[Opening Passage for review section]

Grantee Research Project Results
Final Report: Improved Biosand Filters by Enhanced Monitoring and Data Collection Methods
EPA Grant Number: SU835515Title: Improved Biosand Filters by Enhanced Monitoring and Data Collection Methods
Investigators: Nguyen, Thanh (Helen) H. , Wang, Hanting , Dong, Shengkun , Sadi, Nora , Pugh, Charles , Vasey, Megan , Densler, Allison
Institution: University of Illinois Urbana-Champaign , Centre for Affordable Water and Sanitation Technology , Environment and Public Health Organization (ENPHO)
EPA Project Officer: Packard, Benjamin H
Phase: I
Project Period: August 15, 2013 through August 14, 2014
Project Amount: $15,000
RFA: P3 Awards: A National Student Design Competition for Sustainability Focusing on People, Prosperity and the Planet (2013) RFA Text | Recipients Lists
Research Category: Pollution Prevention/Sustainable Development , P3 Challenge Area - Safe and Sustainable Water Resources , P3 Awards , Sustainable and Healthy Communities
Objective:
Biosand filters (BSFs) are intermittently-operated slow sand filters for household use designed by the Centre for Affordable Water and Sanitation Technology (CAWST), an international nonprofit organization. They were shown to be an effective, easy-to-use method for improving water quality by removing pathogens, reducing turbidity, and treating a wide range of other contaminants in areas worldwide. Despite their low cost, ease of use, and effectiveness when used according to recommended guidelines by CAWST, implementation of BSFs frequently incurs problems that cause it to be an unsustainable water solution. The technical challenges identified in past studies include both inconsistent usage of BSFs over time and variability of BSF effectiveness between communities using the same water source, suggesting that efficacy relies heavily on user habits. Furthermore, past studies have investigated user patterns only through self-reported home survey methods, making the current available data insufficient to guide a useful BSF redesign. Our objectives are to design a dissolved oxygen sensor setup that can detect and record accurate, real-time data in in-field BSFs, and use this data to (1) identify patterns of user habits and correlate them with BSF pathogen removal and microbial species present inside and throughout the filter, (2) improve user habits to increase pathogen removal, and (3) pinpoint the shortcomings of the current Version 10 BSF design in meeting real world user needs. This data is essential to develop an understanding of realistic BSF user habits because of its unbiased accuracy; therefore, it can be used as a reliable basis to design a new BSF that works effectively under real world use.

[Closing Passage for review section]

=== Questions on the material ===
1. In the biosand filter report, shorten the paragraph beginning "Biosand filters (BSFs) are intermittently-operated slow sand filters" into a list, keeping its main facts.
2. Please copy out word for word the stretch of the biosand filter report from "Grantee Research Project" through "Health Organization (ENPHO)".

[Opening Data shown section]

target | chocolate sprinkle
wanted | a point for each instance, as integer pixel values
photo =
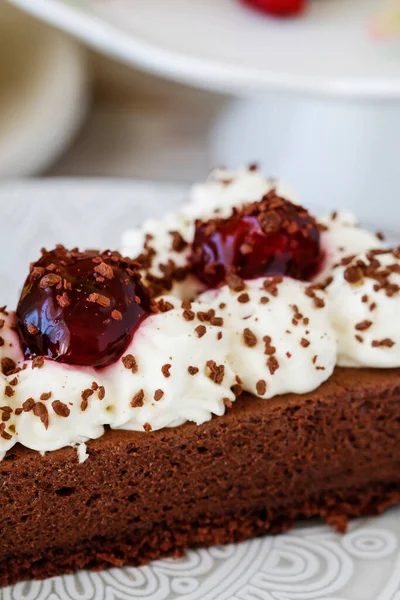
(137, 400)
(60, 408)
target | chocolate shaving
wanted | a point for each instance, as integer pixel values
(40, 410)
(104, 270)
(261, 387)
(249, 338)
(50, 280)
(61, 409)
(137, 400)
(165, 370)
(99, 299)
(158, 394)
(129, 362)
(200, 330)
(216, 372)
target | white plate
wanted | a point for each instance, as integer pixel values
(221, 45)
(310, 563)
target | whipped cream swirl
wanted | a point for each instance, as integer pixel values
(364, 306)
(282, 338)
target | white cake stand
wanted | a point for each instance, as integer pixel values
(315, 100)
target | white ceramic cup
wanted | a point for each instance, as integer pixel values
(43, 92)
(336, 153)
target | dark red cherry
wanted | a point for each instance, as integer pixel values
(80, 308)
(271, 237)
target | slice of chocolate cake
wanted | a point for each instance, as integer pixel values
(238, 369)
(332, 453)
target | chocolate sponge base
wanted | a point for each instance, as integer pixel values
(162, 541)
(332, 453)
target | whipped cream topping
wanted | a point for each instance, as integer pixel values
(61, 405)
(364, 306)
(175, 370)
(282, 338)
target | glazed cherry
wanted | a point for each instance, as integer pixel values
(280, 8)
(271, 237)
(80, 308)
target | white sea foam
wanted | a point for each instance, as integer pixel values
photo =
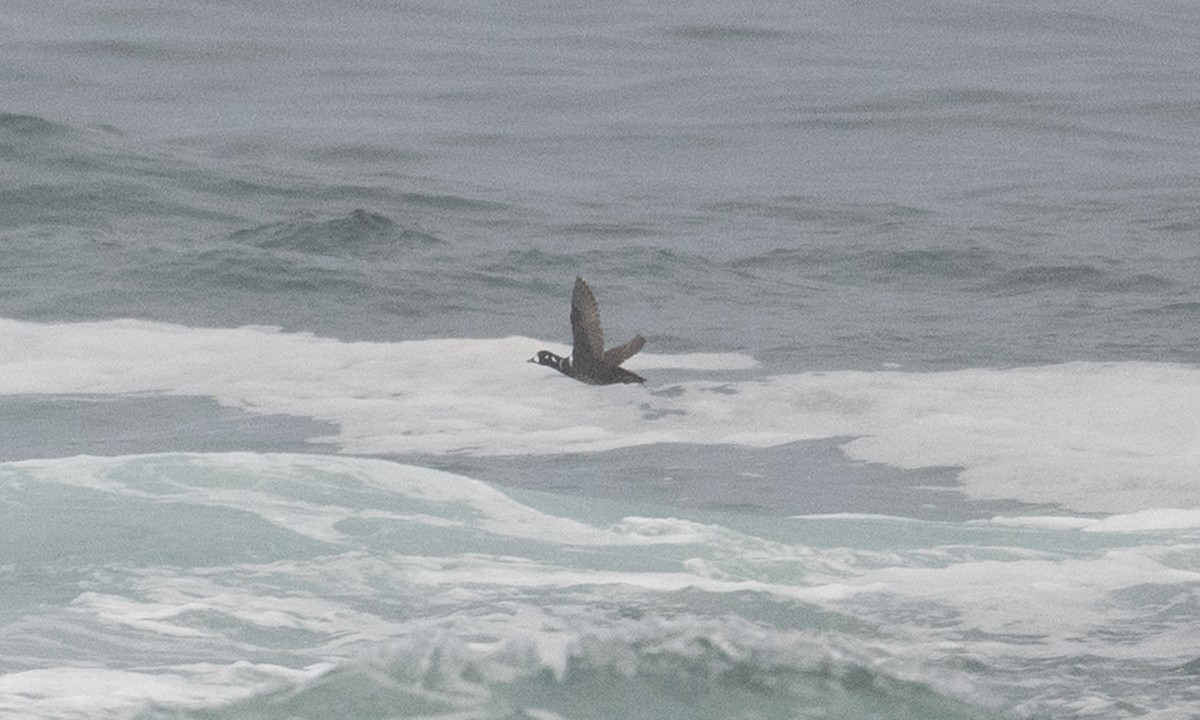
(1092, 437)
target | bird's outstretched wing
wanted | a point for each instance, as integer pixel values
(586, 327)
(621, 353)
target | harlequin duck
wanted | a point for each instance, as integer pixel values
(589, 363)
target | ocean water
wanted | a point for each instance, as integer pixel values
(921, 289)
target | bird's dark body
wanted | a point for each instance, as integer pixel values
(589, 363)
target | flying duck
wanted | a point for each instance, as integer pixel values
(589, 363)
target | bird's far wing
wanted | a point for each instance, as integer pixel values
(586, 325)
(621, 353)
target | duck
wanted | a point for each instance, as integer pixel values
(589, 363)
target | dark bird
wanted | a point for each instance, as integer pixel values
(589, 363)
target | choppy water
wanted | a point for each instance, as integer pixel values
(919, 288)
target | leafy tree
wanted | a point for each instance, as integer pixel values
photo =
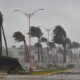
(19, 37)
(60, 38)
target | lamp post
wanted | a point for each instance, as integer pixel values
(48, 30)
(29, 15)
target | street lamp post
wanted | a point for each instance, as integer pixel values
(48, 30)
(29, 15)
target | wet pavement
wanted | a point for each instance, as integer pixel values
(68, 75)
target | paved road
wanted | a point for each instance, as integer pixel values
(69, 75)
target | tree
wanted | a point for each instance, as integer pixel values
(2, 30)
(36, 32)
(19, 37)
(38, 45)
(60, 38)
(75, 46)
(1, 21)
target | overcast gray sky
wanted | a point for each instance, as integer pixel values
(57, 12)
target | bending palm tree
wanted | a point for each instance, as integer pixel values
(19, 37)
(1, 20)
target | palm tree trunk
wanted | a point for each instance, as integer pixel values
(64, 54)
(0, 41)
(26, 56)
(38, 55)
(5, 40)
(41, 55)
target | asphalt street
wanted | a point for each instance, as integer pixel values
(68, 75)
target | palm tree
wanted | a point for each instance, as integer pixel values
(1, 21)
(60, 38)
(38, 45)
(36, 32)
(2, 30)
(5, 40)
(19, 37)
(75, 46)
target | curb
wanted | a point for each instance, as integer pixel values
(58, 72)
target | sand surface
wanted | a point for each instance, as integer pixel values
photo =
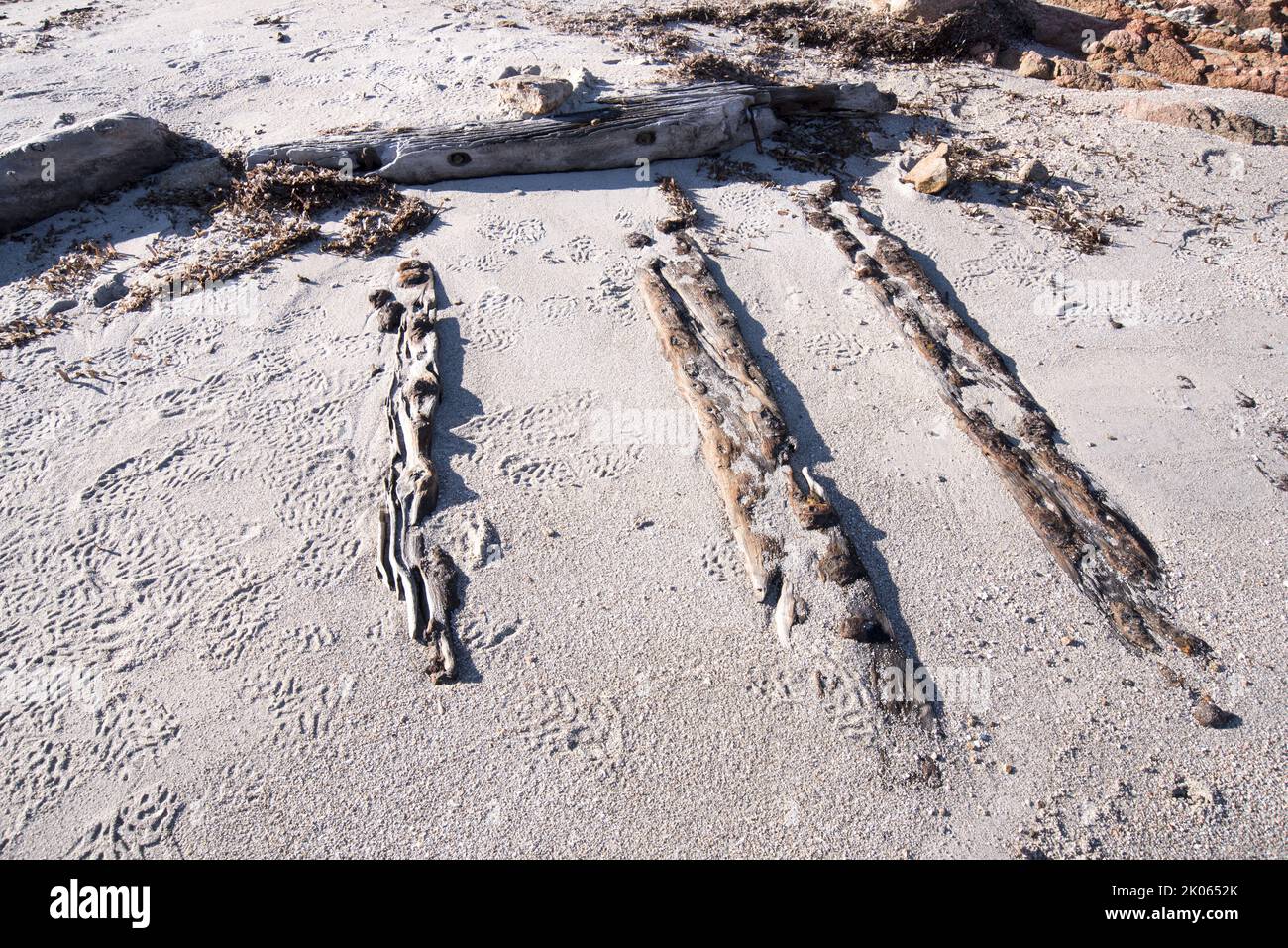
(183, 537)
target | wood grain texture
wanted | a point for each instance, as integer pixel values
(795, 549)
(420, 574)
(59, 170)
(1093, 540)
(618, 132)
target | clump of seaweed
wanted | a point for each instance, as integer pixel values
(712, 67)
(269, 211)
(26, 329)
(1063, 210)
(721, 168)
(684, 210)
(848, 35)
(1070, 215)
(820, 143)
(76, 268)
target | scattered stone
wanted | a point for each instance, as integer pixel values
(533, 95)
(1070, 73)
(1035, 65)
(918, 9)
(58, 307)
(1122, 39)
(1196, 115)
(1209, 714)
(930, 175)
(1033, 171)
(1127, 80)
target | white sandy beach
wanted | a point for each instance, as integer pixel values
(184, 532)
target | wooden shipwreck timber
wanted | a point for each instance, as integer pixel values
(800, 562)
(678, 123)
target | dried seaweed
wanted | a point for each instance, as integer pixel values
(25, 329)
(712, 67)
(684, 210)
(269, 211)
(849, 37)
(76, 268)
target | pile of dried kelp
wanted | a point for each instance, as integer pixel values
(270, 210)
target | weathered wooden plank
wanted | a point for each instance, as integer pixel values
(1093, 540)
(797, 552)
(670, 123)
(60, 170)
(421, 575)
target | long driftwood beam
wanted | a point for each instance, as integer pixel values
(671, 123)
(59, 170)
(421, 576)
(1095, 543)
(791, 536)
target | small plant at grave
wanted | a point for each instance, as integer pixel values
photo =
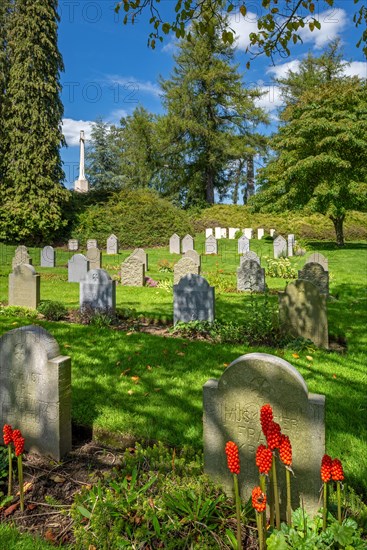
(53, 311)
(165, 266)
(280, 268)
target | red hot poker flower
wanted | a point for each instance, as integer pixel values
(325, 471)
(285, 450)
(337, 473)
(233, 459)
(258, 500)
(266, 416)
(264, 459)
(8, 434)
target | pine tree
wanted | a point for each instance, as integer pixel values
(32, 191)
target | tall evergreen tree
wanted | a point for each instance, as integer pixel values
(31, 190)
(212, 115)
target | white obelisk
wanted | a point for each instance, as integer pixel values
(81, 185)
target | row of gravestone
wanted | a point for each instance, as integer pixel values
(36, 398)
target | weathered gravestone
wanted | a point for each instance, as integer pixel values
(73, 245)
(187, 244)
(250, 255)
(141, 256)
(194, 256)
(184, 267)
(302, 312)
(251, 276)
(193, 300)
(232, 412)
(78, 267)
(35, 395)
(174, 244)
(112, 244)
(243, 245)
(48, 255)
(92, 243)
(318, 258)
(98, 291)
(280, 247)
(317, 275)
(21, 256)
(132, 272)
(24, 286)
(211, 245)
(94, 255)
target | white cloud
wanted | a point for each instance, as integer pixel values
(71, 130)
(332, 23)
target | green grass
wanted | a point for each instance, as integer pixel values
(165, 402)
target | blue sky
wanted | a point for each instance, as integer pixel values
(109, 70)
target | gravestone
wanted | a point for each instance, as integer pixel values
(193, 255)
(78, 267)
(92, 243)
(243, 245)
(250, 255)
(132, 272)
(94, 255)
(174, 244)
(73, 245)
(291, 242)
(184, 267)
(48, 255)
(232, 413)
(21, 256)
(35, 395)
(317, 275)
(302, 312)
(251, 276)
(98, 291)
(112, 244)
(318, 258)
(280, 247)
(232, 232)
(193, 300)
(211, 245)
(141, 256)
(24, 286)
(187, 244)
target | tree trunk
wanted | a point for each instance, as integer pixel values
(338, 226)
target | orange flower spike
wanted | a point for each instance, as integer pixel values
(285, 450)
(325, 471)
(337, 473)
(233, 459)
(258, 500)
(7, 434)
(266, 416)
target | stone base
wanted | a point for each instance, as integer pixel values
(81, 186)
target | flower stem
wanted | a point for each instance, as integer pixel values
(20, 477)
(238, 511)
(10, 481)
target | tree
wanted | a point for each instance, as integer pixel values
(321, 154)
(212, 117)
(278, 25)
(31, 188)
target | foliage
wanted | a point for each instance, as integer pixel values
(31, 187)
(281, 268)
(137, 217)
(53, 311)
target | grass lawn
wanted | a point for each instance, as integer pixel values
(150, 387)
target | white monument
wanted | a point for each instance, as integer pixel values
(81, 185)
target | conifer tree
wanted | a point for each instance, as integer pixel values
(31, 189)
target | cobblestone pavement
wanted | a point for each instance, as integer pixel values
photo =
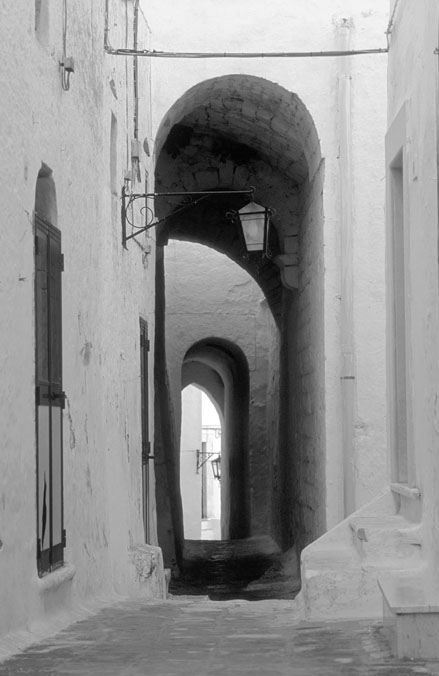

[Closing Data shown section]

=== Per-task outputs ===
1.
- Biosand filters (BSFs) are intermittently operated slow sand filters for household use, designed by the Centre for Affordable Water and Sanitation Technology (CAWST), an international nonprofit.
- They are effective and easy to use. They remove pathogens, reduce turbidity and treat many other contaminants in areas worldwide.
- They are low-cost and effective when used according to CAWST guidelines, yet their implementation often runs into problems that make them an unsustainable water solution.
- Past studies found inconsistent usage over time and varying effectiveness between communities using the same water source, which suggests efficacy depends heavily on user habits.
- Those studies relied only on self-reported home surveys, so the available data is insufficient to guide a useful redesign.
- Objective: design a dissolved oxygen sensor setup that records accurate, real-time data in in-field BSFs. This data would be used to:
  1. identify patterns in user habits and correlate them with pathogen removal and with the microbial species present inside and throughout the filter
  2. improve user habits to increase pathogen removal
  3. pinpoint where the current Version 10 design falls short of real-world user needs
- Because the sensor data is unbiased and accurate, it can serve as a reliable basis for designing a new BSF that works effectively under real-world use.

2.
Grantee Research Project Results
Final Report: Improved Biosand Filters by Enhanced Monitoring and Data Collection Methods
EPA Grant Number: SU835515Title: Improved Biosand Filters by Enhanced Monitoring and Data Collection Methods
Investigators: Nguyen, Thanh (Helen) H. , Wang, Hanting , Dong, Shengkun , Sadi, Nora , Pugh, Charles , Vasey, Megan , Densler, Allison
Institution: University of Illinois Urbana-Champaign , Centre for Affordable Water and Sanitation Technology , Environment and Public Health Organization (ENPHO)